Start of Document excerpt

As you know, because you the reader are so loyal to this blog, I have been working on a new blog centered around the Greenhouse Moto Cafe, go on over and have a look. Also, my mother took a fall awhile ago and had to spend a long time at Stone Creek Rehab.
She is a tough old bird, I only hope I am as strong as her when I get there. When she was admitted to Stone Creek, she was awake and could hold a conversation. However, we all knew something was not quite right with her ability to think a thought through to its logical end. Also physically, the bruise on her left temple was still pretty profound and her left arm and shoulder were and are still incredibly weak.
When Mom was released from Stone Creek, both her and Dad were emotionally ready for it. I wonder if their need to "get home where she belongs," may have been premature from a physical therapy point of view. She is so weak.
At any rate though, she is at home and seems to be happier. Their church community brings dinner over for the next little bit, thus letting the two of them get settled into a routine. And there are lots of people coming and going, trying to establish a health program to help maintain Mom's (wait for it!)...Health!

End of Document excerpt
Start of Data excerpts

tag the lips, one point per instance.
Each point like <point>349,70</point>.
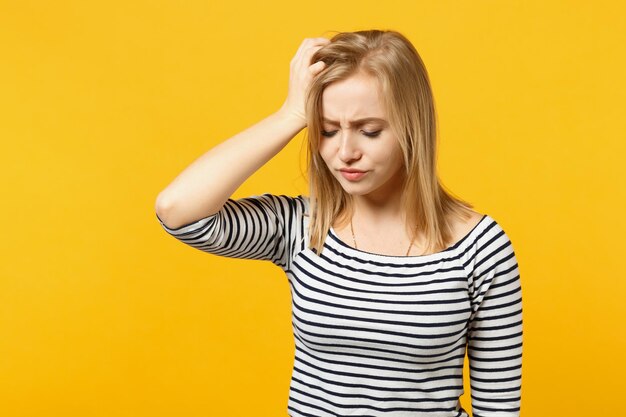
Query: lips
<point>352,174</point>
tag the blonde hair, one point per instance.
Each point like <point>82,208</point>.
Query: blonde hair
<point>407,98</point>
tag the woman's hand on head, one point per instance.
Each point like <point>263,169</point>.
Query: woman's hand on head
<point>301,73</point>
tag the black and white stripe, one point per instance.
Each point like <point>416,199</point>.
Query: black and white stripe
<point>384,335</point>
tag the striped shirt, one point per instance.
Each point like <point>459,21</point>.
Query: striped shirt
<point>384,335</point>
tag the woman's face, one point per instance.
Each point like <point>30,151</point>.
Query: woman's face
<point>366,146</point>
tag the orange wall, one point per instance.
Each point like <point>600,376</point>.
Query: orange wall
<point>102,104</point>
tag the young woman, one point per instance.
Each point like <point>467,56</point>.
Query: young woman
<point>392,278</point>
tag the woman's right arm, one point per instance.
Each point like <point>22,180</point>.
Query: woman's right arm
<point>205,185</point>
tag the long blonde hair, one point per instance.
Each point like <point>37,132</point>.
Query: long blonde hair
<point>407,97</point>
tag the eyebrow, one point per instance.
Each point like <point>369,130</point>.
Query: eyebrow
<point>357,122</point>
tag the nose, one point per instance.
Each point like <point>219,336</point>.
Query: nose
<point>348,148</point>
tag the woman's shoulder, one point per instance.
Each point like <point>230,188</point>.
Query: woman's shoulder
<point>461,226</point>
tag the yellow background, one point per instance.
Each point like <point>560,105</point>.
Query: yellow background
<point>103,103</point>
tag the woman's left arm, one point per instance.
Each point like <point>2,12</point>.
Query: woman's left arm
<point>495,328</point>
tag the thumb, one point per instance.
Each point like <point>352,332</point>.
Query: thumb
<point>317,67</point>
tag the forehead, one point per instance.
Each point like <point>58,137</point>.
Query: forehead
<point>354,98</point>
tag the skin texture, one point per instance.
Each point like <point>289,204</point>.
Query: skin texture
<point>379,219</point>
<point>347,145</point>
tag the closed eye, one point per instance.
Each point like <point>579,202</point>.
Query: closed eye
<point>369,134</point>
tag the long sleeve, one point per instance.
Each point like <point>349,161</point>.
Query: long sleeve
<point>262,227</point>
<point>495,327</point>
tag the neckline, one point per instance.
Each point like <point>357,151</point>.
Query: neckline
<point>380,255</point>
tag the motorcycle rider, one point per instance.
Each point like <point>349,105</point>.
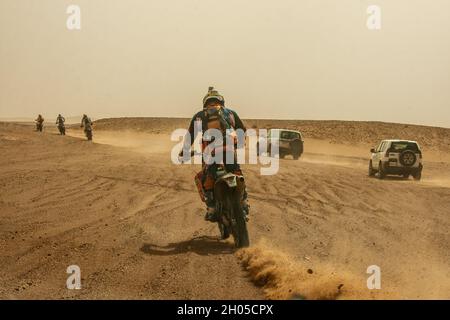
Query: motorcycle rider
<point>86,123</point>
<point>39,122</point>
<point>213,116</point>
<point>60,121</point>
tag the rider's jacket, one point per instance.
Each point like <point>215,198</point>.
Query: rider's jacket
<point>222,120</point>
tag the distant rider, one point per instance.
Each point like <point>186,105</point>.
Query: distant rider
<point>39,122</point>
<point>60,122</point>
<point>86,123</point>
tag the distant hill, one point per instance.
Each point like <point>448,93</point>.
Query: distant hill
<point>347,132</point>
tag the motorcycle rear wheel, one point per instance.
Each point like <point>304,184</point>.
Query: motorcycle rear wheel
<point>239,229</point>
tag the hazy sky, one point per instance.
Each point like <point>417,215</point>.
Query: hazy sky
<point>291,59</point>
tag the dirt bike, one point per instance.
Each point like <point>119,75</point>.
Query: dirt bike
<point>228,192</point>
<point>231,218</point>
<point>39,126</point>
<point>62,129</point>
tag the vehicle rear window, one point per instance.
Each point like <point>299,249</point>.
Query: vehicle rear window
<point>404,145</point>
<point>289,135</point>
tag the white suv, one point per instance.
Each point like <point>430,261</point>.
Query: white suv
<point>398,157</point>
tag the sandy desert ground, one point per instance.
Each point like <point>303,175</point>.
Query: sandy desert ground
<point>133,221</point>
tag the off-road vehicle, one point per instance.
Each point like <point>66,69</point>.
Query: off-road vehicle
<point>396,157</point>
<point>290,142</point>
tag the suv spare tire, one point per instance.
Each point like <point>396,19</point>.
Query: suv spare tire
<point>408,158</point>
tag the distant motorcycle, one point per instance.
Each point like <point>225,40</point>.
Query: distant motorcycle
<point>62,129</point>
<point>39,126</point>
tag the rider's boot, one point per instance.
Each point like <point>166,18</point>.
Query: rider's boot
<point>210,207</point>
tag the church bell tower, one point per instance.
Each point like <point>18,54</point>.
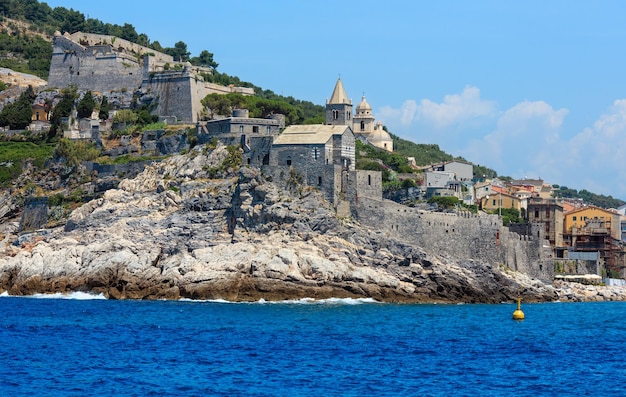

End of Data excerpts

→ **Explore the material**:
1/ List each part of the mother's body that the blog post says was bruised or weak.
2/ In the blog post, what does the parents' church community do for them?
3/ Write out the passage of the blog post from "As you know, because" to "still incredibly weak.".

→ **Completed exercise**:
1/
- Left temple (bruised)
- Left arm (weak)
- Left shoulder (weak)

2/ It brings dinner over for the next little bit.

3/
As you know, because you the reader are so loyal to this blog, I have been working on a new blog centered around the Greenhouse Moto Cafe, go on over and have a look. Also, my mother took a fall awhile ago and had to spend a long time at Stone Creek Rehab.
She is a tough old bird, I only hope I am as strong as her when I get there. When she was admitted to Stone Creek, she was awake and could hold a conversation. However, we all knew something was not quite right with her ability to think a thought through to its logical end. Also physically, the bruise on her left temple was still pretty profound and her left arm and shoulder were and are still incredibly weak.